PROBLEMS AND TASKS:
- 1) Using the passage on the Tochka missile, answer each question below, one per line.
(a) How many launch vehicles make up a Russian Tochka brigade?
(b) Which system will eventually replace the Russian Tochka arsenal?
(c) In what year did the Tochka missile units take the side of Houthi rebels?
- 2) Copy the passage on the Tochka missile word for word, from "Russian Tochkas operate" up to and including "rebels in 2014.".

TEXT UNDER STUDY:
◇ ◇ ◇ ◇
Russian Tochkas operate in brigades of 18 launch-vehicles. Each vehicle is assigned two or three missiles to fire. The Russian military is believed to operate 200 to 300 Tochka units, and possesses roughly the same number of nuclear warheads for use with the system. This Tochka arsenal will eventually be replaced by the much more accurate and longer-range Iskander-M system.
Bane of the Saudi Coalition:
Unlike the majority of ballistic missiles, which never see use, the Tochka has caused plenty of death and destruction around the world.
The first operational use of the Tochka appears to have been during the 1994 civil war between factions in northern and southern Yemen—the northern forces fired them at the Saudi-backed Southern side, which ultimately lost. The missiles were kept by the unified military—only for the Tochka missile units to take the side of Houthi rebels in 2014.
◇ ◇ ◇ ◇
DATASET ENTRIES:
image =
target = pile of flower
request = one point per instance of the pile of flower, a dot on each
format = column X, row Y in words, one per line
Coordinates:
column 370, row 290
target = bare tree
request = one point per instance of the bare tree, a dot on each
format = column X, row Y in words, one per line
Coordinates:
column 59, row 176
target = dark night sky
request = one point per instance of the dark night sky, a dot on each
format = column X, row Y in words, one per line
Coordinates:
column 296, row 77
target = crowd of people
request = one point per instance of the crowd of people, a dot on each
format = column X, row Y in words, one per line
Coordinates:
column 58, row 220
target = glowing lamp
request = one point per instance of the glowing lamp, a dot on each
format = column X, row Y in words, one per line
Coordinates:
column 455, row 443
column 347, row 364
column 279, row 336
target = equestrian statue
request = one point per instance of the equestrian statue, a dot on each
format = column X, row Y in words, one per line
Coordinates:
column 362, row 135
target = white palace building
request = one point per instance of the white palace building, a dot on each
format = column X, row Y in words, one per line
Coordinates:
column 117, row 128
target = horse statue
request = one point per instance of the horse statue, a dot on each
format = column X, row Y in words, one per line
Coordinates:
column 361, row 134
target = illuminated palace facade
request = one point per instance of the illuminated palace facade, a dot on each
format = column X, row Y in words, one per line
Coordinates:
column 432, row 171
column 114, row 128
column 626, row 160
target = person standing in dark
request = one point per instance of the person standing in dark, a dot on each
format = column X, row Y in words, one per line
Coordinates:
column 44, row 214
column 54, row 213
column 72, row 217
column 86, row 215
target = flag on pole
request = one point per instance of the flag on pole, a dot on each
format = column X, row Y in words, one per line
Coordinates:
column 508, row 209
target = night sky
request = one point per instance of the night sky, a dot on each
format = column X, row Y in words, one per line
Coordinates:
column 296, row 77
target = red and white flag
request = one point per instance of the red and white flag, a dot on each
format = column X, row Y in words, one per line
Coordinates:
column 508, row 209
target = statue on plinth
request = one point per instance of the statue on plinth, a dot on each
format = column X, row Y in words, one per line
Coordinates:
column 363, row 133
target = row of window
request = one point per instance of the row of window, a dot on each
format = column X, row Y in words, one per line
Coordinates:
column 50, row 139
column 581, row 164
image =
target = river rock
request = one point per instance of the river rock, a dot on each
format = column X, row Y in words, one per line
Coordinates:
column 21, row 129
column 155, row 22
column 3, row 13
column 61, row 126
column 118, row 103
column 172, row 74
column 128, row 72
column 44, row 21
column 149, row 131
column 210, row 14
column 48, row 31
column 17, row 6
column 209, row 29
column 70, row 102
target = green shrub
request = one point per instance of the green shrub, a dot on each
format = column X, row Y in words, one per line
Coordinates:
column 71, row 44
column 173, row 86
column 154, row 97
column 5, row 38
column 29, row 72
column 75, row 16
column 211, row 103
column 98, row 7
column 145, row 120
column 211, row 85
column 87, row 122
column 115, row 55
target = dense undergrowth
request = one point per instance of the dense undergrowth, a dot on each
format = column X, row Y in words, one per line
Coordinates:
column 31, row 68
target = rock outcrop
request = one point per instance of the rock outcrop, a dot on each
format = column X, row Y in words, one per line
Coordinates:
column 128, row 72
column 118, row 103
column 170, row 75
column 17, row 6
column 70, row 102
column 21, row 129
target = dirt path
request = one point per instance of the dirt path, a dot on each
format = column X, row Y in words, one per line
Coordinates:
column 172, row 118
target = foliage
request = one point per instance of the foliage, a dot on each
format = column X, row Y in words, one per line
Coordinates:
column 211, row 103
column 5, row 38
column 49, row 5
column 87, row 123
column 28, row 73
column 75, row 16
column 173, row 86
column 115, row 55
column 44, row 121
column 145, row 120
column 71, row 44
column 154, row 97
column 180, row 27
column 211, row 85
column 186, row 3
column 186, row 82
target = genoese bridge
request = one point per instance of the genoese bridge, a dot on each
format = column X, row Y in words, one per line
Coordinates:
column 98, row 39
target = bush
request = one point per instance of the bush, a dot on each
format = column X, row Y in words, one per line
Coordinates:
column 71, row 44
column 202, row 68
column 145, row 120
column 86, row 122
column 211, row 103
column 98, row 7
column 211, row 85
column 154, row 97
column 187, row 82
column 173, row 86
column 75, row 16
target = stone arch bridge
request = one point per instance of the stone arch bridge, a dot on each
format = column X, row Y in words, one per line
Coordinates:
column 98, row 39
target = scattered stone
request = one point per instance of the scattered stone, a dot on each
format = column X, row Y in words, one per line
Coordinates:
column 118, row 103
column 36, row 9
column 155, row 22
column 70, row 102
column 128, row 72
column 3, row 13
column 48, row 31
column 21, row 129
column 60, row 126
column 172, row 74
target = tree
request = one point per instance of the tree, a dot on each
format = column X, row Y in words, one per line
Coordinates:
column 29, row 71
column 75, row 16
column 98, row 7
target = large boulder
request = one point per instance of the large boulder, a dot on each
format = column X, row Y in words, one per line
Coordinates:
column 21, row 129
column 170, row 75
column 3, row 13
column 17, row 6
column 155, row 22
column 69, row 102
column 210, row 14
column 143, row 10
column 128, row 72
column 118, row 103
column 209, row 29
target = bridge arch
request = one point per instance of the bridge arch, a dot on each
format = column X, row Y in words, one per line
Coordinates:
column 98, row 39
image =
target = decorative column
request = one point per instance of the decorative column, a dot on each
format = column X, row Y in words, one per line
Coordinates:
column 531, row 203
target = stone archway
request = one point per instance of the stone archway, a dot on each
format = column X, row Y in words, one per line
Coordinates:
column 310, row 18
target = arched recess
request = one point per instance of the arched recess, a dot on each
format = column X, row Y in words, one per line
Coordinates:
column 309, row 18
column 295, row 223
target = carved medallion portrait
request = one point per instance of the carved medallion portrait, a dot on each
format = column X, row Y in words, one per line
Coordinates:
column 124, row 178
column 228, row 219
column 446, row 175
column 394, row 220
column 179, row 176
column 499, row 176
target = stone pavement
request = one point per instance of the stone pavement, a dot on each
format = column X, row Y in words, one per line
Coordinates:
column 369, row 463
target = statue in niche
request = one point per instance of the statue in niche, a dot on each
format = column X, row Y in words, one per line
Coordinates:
◇ ◇ ◇ ◇
SOLUTIONS BELOW:
- 1)
(a) 18
(b) The Iskander-M system
(c) 2014

- 2)
Russian Tochkas operate in brigades of 18 launch-vehicles. Each vehicle is assigned two or three missiles to fire. The Russian military is believed to operate 200 to 300 Tochka units, and possesses roughly the same number of nuclear warheads for use with the system. This Tochka arsenal will eventually be replaced by the much more accurate and longer-range Iskander-M system.
Bane of the Saudi Coalition:
Unlike the majority of ballistic missiles, which never see use, the Tochka has caused plenty of death and destruction around the world.
The first operational use of the Tochka appears to have been during the 1994 civil war between factions in northern and southern Yemen—the northern forces fired them at the Saudi-backed Southern side, which ultimately lost. The missiles were kept by the unified military—only for the Tochka missile units to take the side of Houthi rebels in 2014.